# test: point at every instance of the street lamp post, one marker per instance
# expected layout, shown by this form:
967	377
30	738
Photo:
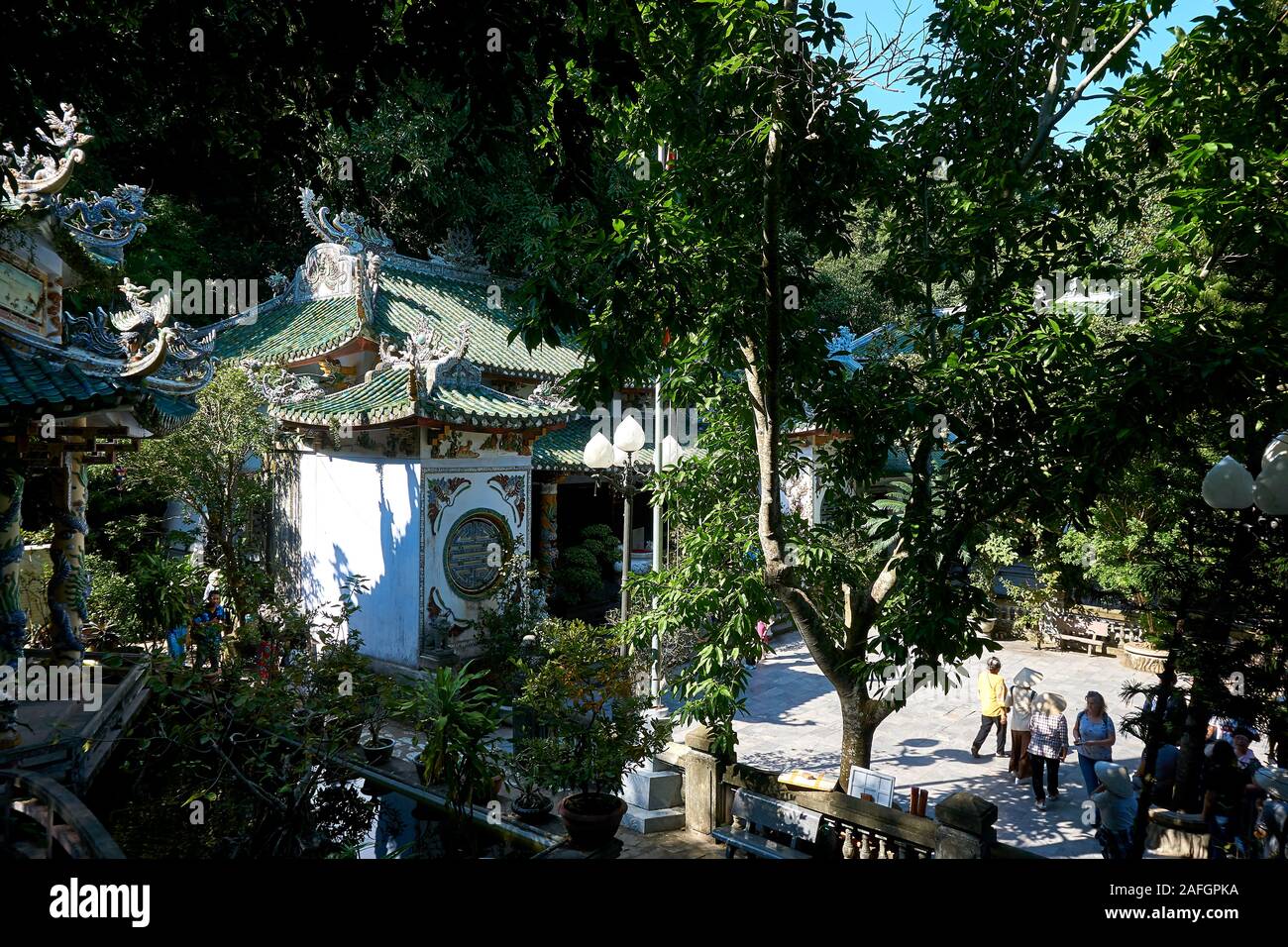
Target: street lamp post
613	463
1229	486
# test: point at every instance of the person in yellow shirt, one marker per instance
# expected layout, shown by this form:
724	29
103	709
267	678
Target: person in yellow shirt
992	707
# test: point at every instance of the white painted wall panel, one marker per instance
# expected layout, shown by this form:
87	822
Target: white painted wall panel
361	515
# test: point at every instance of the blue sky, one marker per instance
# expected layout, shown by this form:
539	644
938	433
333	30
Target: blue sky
885	17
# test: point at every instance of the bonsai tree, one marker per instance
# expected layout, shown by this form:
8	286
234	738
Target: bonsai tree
528	771
166	591
455	712
585	696
377	709
581	570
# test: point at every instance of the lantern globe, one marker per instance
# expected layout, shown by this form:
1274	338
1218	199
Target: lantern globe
1228	484
629	436
597	454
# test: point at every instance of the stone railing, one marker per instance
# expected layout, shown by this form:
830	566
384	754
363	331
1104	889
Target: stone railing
962	823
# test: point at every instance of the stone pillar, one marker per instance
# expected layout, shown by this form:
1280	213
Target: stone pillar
964	826
704	802
68	586
549	525
13	620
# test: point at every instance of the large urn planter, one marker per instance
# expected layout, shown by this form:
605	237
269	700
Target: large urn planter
377	751
531	808
1141	657
591	818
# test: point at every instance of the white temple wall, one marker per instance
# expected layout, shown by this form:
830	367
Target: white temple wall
360	514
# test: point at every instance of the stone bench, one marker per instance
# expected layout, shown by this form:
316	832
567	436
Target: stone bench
755	814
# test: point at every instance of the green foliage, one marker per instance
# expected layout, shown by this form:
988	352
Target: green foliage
201	464
256	751
583	569
514	611
166	591
585	697
114	600
455	712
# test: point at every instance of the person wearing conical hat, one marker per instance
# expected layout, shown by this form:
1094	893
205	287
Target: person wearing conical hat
209	628
1271	828
1019	705
1048	745
1115	799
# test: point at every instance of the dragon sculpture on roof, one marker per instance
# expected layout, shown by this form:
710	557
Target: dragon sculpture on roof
347	228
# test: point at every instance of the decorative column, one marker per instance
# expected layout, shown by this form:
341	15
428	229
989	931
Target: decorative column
549	525
68	586
13	620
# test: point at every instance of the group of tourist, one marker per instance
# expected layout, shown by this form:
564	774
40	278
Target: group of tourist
1241	799
205	634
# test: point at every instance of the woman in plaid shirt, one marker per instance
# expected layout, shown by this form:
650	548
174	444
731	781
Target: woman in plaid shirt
1048	744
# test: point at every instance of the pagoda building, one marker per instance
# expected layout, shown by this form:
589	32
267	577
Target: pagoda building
75	390
419	447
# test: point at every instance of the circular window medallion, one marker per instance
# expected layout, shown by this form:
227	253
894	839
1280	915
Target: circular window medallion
475	551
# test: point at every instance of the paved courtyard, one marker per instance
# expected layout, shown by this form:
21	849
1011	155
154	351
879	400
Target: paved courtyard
795	720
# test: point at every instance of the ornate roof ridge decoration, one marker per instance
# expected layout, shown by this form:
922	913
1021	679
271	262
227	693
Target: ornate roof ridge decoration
142	344
101	224
552	394
279	386
437	265
424	347
347	228
31	179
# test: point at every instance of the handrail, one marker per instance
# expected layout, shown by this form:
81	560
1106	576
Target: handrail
69	810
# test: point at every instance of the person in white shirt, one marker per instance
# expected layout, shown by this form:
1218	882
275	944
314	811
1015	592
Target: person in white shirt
1019	703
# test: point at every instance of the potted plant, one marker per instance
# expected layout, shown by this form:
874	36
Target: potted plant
376	711
455	714
528	772
597	728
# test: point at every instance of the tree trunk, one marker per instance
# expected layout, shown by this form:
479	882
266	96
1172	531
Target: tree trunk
1155	731
1189	764
859	719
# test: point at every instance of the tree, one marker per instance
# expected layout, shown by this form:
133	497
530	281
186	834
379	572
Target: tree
202	466
999	410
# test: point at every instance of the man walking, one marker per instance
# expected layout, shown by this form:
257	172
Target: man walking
992	707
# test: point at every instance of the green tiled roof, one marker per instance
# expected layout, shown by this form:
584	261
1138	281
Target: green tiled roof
489	408
294	331
162	412
446	303
35	385
561	450
387	397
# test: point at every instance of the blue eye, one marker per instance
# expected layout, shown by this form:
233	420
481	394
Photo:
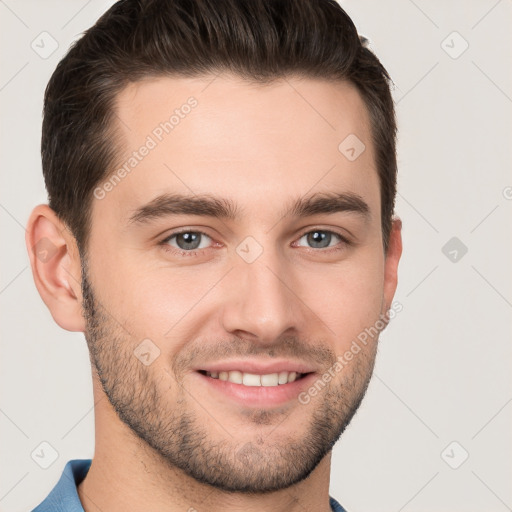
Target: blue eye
187	240
321	239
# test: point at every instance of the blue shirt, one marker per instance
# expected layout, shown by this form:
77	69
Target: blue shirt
64	496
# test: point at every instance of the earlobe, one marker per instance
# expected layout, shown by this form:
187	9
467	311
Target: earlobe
56	268
391	261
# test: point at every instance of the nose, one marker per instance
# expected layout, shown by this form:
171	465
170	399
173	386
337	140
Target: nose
261	301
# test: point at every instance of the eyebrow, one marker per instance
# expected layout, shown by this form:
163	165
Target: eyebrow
222	208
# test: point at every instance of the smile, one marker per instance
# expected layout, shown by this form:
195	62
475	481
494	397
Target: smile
254	379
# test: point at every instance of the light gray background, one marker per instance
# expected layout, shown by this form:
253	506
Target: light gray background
444	364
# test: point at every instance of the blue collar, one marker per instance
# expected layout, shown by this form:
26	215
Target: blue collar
64	496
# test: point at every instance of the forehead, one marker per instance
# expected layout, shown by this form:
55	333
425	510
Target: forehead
245	141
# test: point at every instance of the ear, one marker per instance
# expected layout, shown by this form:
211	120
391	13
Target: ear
56	268
391	263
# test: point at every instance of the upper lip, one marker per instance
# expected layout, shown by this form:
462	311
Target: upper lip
257	366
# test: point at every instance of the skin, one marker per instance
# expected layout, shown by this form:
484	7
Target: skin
261	147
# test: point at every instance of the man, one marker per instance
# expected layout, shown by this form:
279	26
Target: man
221	179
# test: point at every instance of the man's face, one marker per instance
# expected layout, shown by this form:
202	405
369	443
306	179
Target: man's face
266	290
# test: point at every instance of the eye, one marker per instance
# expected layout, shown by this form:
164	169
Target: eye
187	240
321	239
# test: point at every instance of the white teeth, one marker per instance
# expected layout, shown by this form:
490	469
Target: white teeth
283	377
236	377
272	379
252	379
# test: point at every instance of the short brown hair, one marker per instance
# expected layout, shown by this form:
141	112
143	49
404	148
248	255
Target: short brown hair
258	40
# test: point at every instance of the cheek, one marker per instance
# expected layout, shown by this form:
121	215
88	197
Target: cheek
348	298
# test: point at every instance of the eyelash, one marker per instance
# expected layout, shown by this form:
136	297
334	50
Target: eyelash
193	253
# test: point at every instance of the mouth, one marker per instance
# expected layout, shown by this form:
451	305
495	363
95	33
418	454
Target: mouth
254	385
255	379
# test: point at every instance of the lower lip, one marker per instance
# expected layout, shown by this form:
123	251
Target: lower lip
259	396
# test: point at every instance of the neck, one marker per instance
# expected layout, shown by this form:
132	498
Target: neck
127	474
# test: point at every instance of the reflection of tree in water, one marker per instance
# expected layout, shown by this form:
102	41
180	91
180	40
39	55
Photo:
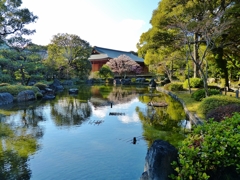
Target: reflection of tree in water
162	122
70	111
122	95
16	145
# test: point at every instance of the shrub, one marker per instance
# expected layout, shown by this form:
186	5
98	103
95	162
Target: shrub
200	94
215	101
194	83
4	84
222	112
174	86
212	151
5	78
133	80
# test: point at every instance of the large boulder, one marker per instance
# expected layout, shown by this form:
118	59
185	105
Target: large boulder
158	161
26	95
5	98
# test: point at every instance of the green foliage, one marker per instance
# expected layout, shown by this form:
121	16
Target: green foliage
211	150
174	86
194	83
15	89
199	94
69	54
133	80
5	78
4	84
215	101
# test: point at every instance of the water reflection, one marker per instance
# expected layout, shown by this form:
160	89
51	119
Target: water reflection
161	122
69	111
23	126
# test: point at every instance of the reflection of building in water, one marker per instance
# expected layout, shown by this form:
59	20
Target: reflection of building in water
70	111
119	96
116	96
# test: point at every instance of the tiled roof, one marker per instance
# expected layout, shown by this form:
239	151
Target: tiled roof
111	53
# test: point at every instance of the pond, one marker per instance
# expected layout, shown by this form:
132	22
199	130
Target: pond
88	135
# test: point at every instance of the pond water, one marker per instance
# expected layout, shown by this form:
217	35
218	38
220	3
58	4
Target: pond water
86	136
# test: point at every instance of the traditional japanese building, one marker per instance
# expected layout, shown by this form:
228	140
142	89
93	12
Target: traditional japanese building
101	56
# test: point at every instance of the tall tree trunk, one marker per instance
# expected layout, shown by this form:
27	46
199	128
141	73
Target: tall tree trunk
221	63
196	56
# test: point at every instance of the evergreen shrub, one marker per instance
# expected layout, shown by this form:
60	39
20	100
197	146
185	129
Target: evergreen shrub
194	83
215	101
15	89
174	86
199	94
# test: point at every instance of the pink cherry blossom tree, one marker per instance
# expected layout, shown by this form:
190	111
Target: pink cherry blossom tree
123	64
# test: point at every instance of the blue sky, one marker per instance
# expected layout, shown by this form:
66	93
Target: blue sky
114	24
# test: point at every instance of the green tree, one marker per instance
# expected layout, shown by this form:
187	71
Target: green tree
13	20
198	25
23	64
69	53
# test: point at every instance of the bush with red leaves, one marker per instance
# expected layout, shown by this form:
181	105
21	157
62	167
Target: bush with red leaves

****************

Show, from the listing above, every line holding the word "bush".

# test: point at every instance of the bush with red leaves, one marker per instance
Target: bush with red leaves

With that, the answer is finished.